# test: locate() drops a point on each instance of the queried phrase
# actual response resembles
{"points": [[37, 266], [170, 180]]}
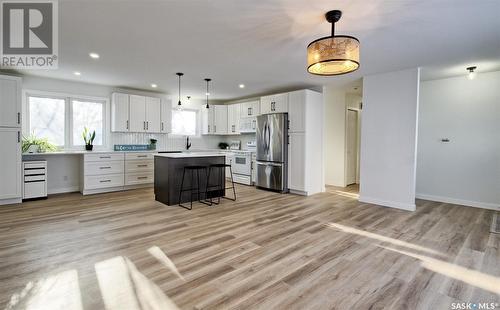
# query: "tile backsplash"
{"points": [[167, 142]]}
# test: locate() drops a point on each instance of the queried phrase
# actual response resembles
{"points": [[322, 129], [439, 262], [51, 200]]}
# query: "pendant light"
{"points": [[207, 93], [471, 74], [335, 54], [179, 104]]}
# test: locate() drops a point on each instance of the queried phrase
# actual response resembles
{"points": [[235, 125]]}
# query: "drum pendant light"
{"points": [[333, 55], [207, 93], [179, 104]]}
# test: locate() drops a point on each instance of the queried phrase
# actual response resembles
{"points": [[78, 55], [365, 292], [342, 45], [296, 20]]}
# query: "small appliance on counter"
{"points": [[34, 179], [235, 145]]}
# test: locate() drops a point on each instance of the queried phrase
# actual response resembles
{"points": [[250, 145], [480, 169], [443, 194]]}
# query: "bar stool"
{"points": [[221, 182], [194, 190]]}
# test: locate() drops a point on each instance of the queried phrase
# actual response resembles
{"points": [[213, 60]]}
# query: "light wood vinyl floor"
{"points": [[266, 251]]}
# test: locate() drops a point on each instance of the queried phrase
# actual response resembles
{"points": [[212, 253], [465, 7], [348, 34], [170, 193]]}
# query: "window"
{"points": [[46, 118], [62, 119], [184, 122]]}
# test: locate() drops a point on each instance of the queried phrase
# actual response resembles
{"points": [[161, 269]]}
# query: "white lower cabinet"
{"points": [[107, 172], [103, 181], [10, 165], [102, 172]]}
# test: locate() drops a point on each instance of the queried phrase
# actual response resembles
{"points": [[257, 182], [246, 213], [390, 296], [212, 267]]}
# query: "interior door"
{"points": [[351, 146], [153, 114], [137, 113]]}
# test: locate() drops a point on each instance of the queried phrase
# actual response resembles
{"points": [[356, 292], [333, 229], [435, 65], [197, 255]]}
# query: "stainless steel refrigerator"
{"points": [[272, 152]]}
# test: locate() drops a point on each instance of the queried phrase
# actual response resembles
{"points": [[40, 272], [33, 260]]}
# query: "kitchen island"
{"points": [[168, 170]]}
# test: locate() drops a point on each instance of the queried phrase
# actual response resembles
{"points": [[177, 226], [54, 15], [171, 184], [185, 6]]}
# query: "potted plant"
{"points": [[152, 144], [33, 144], [88, 138]]}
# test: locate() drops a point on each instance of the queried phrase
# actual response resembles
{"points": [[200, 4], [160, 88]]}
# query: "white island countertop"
{"points": [[190, 154]]}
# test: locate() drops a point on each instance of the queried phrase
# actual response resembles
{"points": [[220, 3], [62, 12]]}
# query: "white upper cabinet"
{"points": [[10, 101], [233, 118], [274, 104], [119, 112], [166, 116], [10, 163], [134, 113], [297, 111], [153, 114], [220, 119], [207, 121], [250, 109], [137, 110]]}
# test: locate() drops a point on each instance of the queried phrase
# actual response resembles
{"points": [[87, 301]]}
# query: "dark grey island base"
{"points": [[168, 176]]}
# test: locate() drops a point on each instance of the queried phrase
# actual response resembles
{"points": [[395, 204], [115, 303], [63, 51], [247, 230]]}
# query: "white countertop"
{"points": [[86, 152], [190, 155]]}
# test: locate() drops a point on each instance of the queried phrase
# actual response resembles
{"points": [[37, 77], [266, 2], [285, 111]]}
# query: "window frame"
{"points": [[68, 116], [198, 123]]}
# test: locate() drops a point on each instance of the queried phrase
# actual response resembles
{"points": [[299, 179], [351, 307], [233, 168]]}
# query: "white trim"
{"points": [[390, 204], [62, 190], [462, 202], [10, 201]]}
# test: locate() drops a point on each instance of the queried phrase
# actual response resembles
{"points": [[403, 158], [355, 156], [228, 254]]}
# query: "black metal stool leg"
{"points": [[232, 183], [181, 191]]}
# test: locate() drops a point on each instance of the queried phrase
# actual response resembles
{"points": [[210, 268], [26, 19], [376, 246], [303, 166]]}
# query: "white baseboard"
{"points": [[390, 204], [10, 201], [61, 190], [468, 203]]}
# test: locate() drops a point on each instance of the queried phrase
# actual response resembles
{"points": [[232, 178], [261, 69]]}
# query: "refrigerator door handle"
{"points": [[269, 164]]}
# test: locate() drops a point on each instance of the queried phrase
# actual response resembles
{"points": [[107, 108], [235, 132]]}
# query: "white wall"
{"points": [[388, 139], [465, 170], [334, 135]]}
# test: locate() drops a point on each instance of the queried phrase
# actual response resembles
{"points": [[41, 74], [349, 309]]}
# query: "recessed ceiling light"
{"points": [[471, 74]]}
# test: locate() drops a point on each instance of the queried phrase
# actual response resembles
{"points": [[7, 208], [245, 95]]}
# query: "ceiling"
{"points": [[262, 43]]}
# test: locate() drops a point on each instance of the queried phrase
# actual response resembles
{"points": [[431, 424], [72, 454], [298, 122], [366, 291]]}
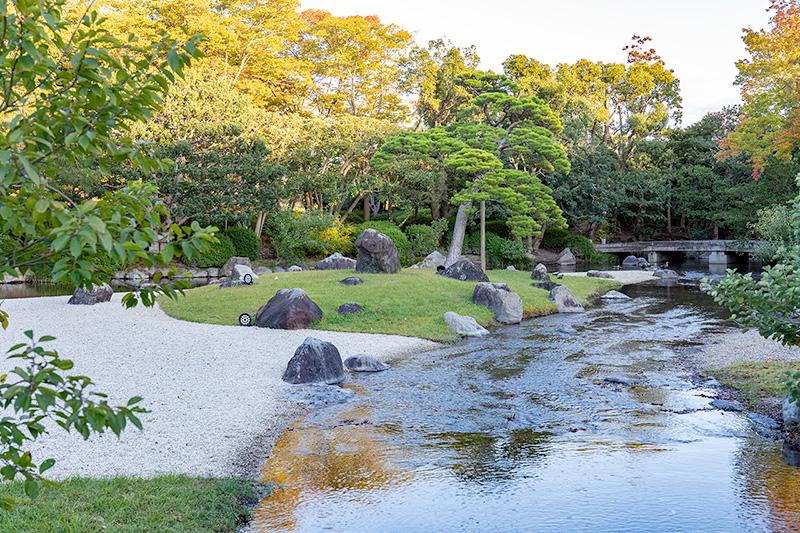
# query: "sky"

Activity
Print each entry above exactly. The pictures should not be printed.

Exercise result
# test: locate() drops a point on each instance of the queried phrase
# actual response resembles
{"points": [[37, 266], [170, 180]]}
# query: "tile backsplash"
{"points": [[167, 142]]}
# test: locate() drops a point on each instance of the queried phrase
# actual response resembles
{"points": [[322, 129], [439, 262], [51, 200]]}
# query: "pendant light"
{"points": [[207, 93], [471, 74], [335, 54], [179, 104]]}
# test: locate() drops a point on each instance of the queried phrase
# actual response resembles
{"points": [[235, 125]]}
# query: "drum pendant light"
{"points": [[333, 55], [207, 93], [179, 104]]}
# test: locate() drops a point on each instance of the queried phrase
# actual response resembles
{"points": [[78, 55], [365, 292], [342, 45], [296, 20]]}
# query: "small appliance on counter"
{"points": [[34, 179], [235, 145]]}
# test: locate() drops a point on each instance of the queried phrase
# actual response resembles
{"points": [[250, 145], [480, 169], [443, 194]]}
# query: "bar stool"
{"points": [[221, 182], [194, 190]]}
# test: locate() drops a point on each instance of the queried phrase
# actual response resembles
{"points": [[213, 60]]}
# query: "light wood vinyl floor"
{"points": [[266, 251]]}
# test: locate() drops a point on each instance of the queried phrase
# actual response resembles
{"points": [[212, 253], [465, 7], [348, 34], [170, 193]]}
# query: "window"
{"points": [[46, 118], [62, 119], [184, 122]]}
# test: locate() drops a point on each instance of the queried phrase
# actual response resembles
{"points": [[161, 269]]}
# query: "white lower cabinet"
{"points": [[107, 172], [103, 181], [10, 165], [102, 172]]}
# test: locate() drops a point on each instance of the queried phrase
# actual response resembles
{"points": [[257, 182], [246, 213], [390, 296], [212, 267]]}
# query: "interior door"
{"points": [[351, 146], [153, 114], [137, 113]]}
# test: locate() drops a point on each instance of the queried phrase
# actual response resembles
{"points": [[356, 292], [333, 229], [435, 65], [197, 255]]}
# query: "stainless steel refrigerator"
{"points": [[272, 152]]}
# test: locate() drops a point on each instance of the queried phrase
# actual response resembles
{"points": [[40, 272], [33, 260]]}
# query: "kitchen island"
{"points": [[168, 170]]}
# test: locate() drops a point on each instance of the queried phrase
# actual response resembles
{"points": [[177, 226], [54, 15], [171, 184], [185, 6]]}
# query: "potted plant"
{"points": [[152, 144], [33, 144], [88, 138]]}
# test: locate() drops a point on each instance of the queried phrase
# actual response resembles
{"points": [[200, 4], [160, 88]]}
# query: "white island countertop"
{"points": [[190, 154]]}
# test: locate() drops a point on each instance of the queried phrase
# actual response resembles
{"points": [[220, 3], [62, 12]]}
# query: "white upper cabinet"
{"points": [[10, 101], [233, 118], [274, 104], [119, 112], [166, 116], [10, 163], [134, 113], [297, 111], [153, 114], [220, 119], [207, 121], [250, 109], [137, 110]]}
# test: locate() drops a point on each instance of the queried phrase
# actual response resembles
{"points": [[87, 301]]}
# query: "dark grey island base"
{"points": [[168, 176]]}
# test: locate() drops a point on each instance of the queried phrase
# actual response resembles
{"points": [[395, 204], [115, 303], [63, 51], [247, 230]]}
# query: "white countertop"
{"points": [[86, 152], [190, 155]]}
# test: locate() drops a point on each instance of the queried phrase
# actual response resembles
{"points": [[37, 77], [266, 2], [285, 111]]}
# query: "window frame"
{"points": [[68, 116], [198, 123]]}
# test: locate() drops a point on each instance of the queried phrase
# actual response resembles
{"points": [[299, 179], [351, 307], [233, 168]]}
# query: "white trim"
{"points": [[390, 204], [62, 190], [462, 202], [10, 201]]}
# test: locate() drops a point on each instance of the queried phrase
# actual response resembles
{"points": [[403, 158], [355, 156], [228, 254]]}
# query: "black metal stool leg"
{"points": [[232, 183], [181, 191]]}
# test: locate() drops a point on each instance of the queried phrase
# actual response resembles
{"points": [[210, 268], [26, 19], [376, 246], [303, 166]]}
# query: "white baseboard"
{"points": [[390, 204], [10, 201], [61, 190], [468, 203]]}
# test: locate() drops a point on each instance of the queried phrase
# actual response resembles
{"points": [[232, 178], [261, 69]]}
# query: "refrigerator door handle"
{"points": [[269, 164]]}
# test: locate() drops a point on each instance of the queried phrase
# actual response resembles
{"points": [[107, 108], [235, 132]]}
# query: "white wall"
{"points": [[388, 139], [465, 170], [334, 135]]}
# test: locate() drops a point on each instance of the queried phrase
# actual response resembles
{"points": [[41, 74], [349, 309]]}
# query: "recessed ceiling light"
{"points": [[471, 74]]}
# test: locate() drops a point on each instance of the queried phrase
# actual response resembles
{"points": [[7, 208], [245, 95]]}
# query: "ceiling"
{"points": [[262, 43]]}
# test: locate() drops a point on each instance of the queried phrase
# actual response resembles
{"points": [[431, 424], [72, 454], [298, 122], [366, 291]]}
# query: "sky"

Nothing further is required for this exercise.